# 所示文本
= = =

環形重組是一種改善蛋白質特性的蛋白質工程技術。和傳統的突變相比，環形重組是以連接胜肽 (linker) 聯繫原本的胺基端和羧基端，再打開新的端點，造成蛋白質序列排列改變。綠豆植物防禦素第一型 (VrD1) 是個富含半胱胺酸的蛋白，共有四對雙硫鍵，其中有對雙硫鍵 (C3-C46) 連結了原本的胺基端和羧基端。我們將環形序列重組的蛋白質工程技術應用到綠豆植物防禦素第一型，去探討連接胜肽的長度對富含雙硫鍵的蛋白質之影響。透過圓二光偏極光譜儀，內生性螢光偵測，及抑制澱粉酶活性測定來分析環形重組綠豆植物防禦素第一型的結構與功能變化。我們發現連接胜肽短於原本胺基端和羧基端的距離會造成蛋白質結構改變且喪失抑制澱粉酶的功能。因此我們推測在使用較短連接胜肽的環形重組綠豆植物防禦素第一型上所觀察到的蛋白質結構變化可能是因為較短的連接胜肽及終端的雙硫鍵 (C3-C46) 同時存在造成局部較高的約束力，因而導致蛋白質折疊不佳。我們利用定點突變的方法，進一步將不同長度的連接胜肽接合的環形重組綠豆植物防禦素第一型中的終端的雙硫鍵 (C3-C46) 移除。結果顯示移除終端的雙硫鍵 (C3-C46) 的環形重組綠豆植物防禦素第一型其蛋白質摺疊仍然不佳，且熱穩定度下降，但不會影響其功能。因此我們認為對於環形重組綠豆植物防禦素第一型，連接胜肽的長度所造成的約束力，比起終端雙硫鍵 (C3-C46) 來得重要。

= = =

# 所示資料

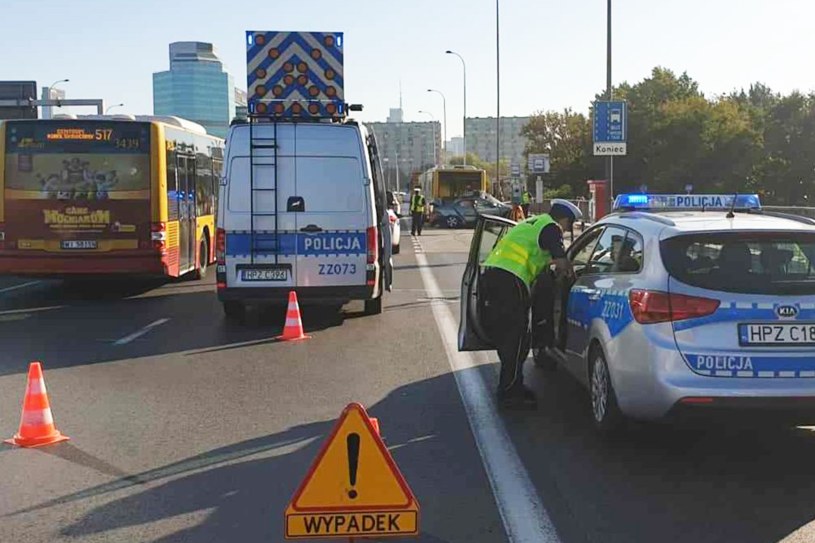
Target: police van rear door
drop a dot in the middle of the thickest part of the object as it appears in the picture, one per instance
(260, 231)
(332, 206)
(743, 303)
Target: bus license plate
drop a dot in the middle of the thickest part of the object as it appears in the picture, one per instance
(773, 335)
(78, 244)
(265, 274)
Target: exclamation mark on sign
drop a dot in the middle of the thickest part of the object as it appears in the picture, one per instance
(353, 462)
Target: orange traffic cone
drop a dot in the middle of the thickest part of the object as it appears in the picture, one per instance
(293, 329)
(36, 423)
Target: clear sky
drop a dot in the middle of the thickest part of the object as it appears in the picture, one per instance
(552, 51)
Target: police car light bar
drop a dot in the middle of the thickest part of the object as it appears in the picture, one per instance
(653, 202)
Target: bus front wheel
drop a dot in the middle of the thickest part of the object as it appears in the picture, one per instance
(203, 260)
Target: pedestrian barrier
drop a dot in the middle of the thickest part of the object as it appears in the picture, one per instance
(293, 328)
(36, 422)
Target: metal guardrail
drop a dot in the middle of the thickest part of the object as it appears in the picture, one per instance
(794, 210)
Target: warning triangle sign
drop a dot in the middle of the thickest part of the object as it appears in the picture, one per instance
(353, 484)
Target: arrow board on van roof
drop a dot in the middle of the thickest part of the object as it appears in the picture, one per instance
(295, 74)
(354, 488)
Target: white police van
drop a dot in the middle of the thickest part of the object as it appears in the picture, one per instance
(302, 208)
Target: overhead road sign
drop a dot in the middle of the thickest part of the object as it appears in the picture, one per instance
(610, 128)
(295, 74)
(515, 169)
(538, 163)
(354, 488)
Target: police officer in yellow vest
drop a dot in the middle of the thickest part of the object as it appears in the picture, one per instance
(417, 205)
(510, 274)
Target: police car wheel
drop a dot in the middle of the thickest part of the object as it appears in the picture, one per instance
(543, 359)
(605, 412)
(373, 307)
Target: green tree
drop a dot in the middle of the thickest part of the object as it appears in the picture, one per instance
(566, 137)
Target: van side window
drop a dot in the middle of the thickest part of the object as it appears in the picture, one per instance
(377, 175)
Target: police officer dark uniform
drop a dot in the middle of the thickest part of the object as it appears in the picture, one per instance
(511, 271)
(417, 205)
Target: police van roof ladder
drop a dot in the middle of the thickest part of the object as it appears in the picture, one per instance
(267, 242)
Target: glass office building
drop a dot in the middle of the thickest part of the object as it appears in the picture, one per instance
(196, 87)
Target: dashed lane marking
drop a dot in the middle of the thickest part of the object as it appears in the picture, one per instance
(139, 333)
(17, 287)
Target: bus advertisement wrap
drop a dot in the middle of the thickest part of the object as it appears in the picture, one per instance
(89, 182)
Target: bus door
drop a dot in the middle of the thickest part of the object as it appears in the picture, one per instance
(186, 213)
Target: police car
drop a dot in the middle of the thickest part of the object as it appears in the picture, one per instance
(680, 304)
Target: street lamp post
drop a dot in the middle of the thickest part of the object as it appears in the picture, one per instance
(46, 110)
(444, 135)
(610, 159)
(464, 127)
(435, 156)
(497, 95)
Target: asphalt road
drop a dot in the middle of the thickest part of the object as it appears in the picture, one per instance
(199, 430)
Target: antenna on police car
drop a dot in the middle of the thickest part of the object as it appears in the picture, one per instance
(730, 213)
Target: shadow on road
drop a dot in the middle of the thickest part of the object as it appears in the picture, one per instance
(657, 484)
(67, 324)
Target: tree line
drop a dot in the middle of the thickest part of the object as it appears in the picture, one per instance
(753, 140)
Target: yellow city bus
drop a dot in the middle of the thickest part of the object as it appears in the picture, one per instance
(105, 195)
(453, 182)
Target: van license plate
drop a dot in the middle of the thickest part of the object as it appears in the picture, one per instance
(78, 244)
(265, 274)
(773, 335)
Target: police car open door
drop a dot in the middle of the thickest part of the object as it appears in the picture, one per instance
(488, 230)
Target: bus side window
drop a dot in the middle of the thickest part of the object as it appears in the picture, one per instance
(172, 186)
(217, 171)
(203, 185)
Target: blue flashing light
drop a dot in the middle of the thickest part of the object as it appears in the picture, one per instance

= = =

# 任務目標
根據上方文本，連接胜肽短於原本胺基端和羧基端的距離時，會對環形重組綠豆植物防禦素第一型造成什麼結果？

# 答案欄
蛋白質結構改變，且喪失抑制澱粉酶的功能。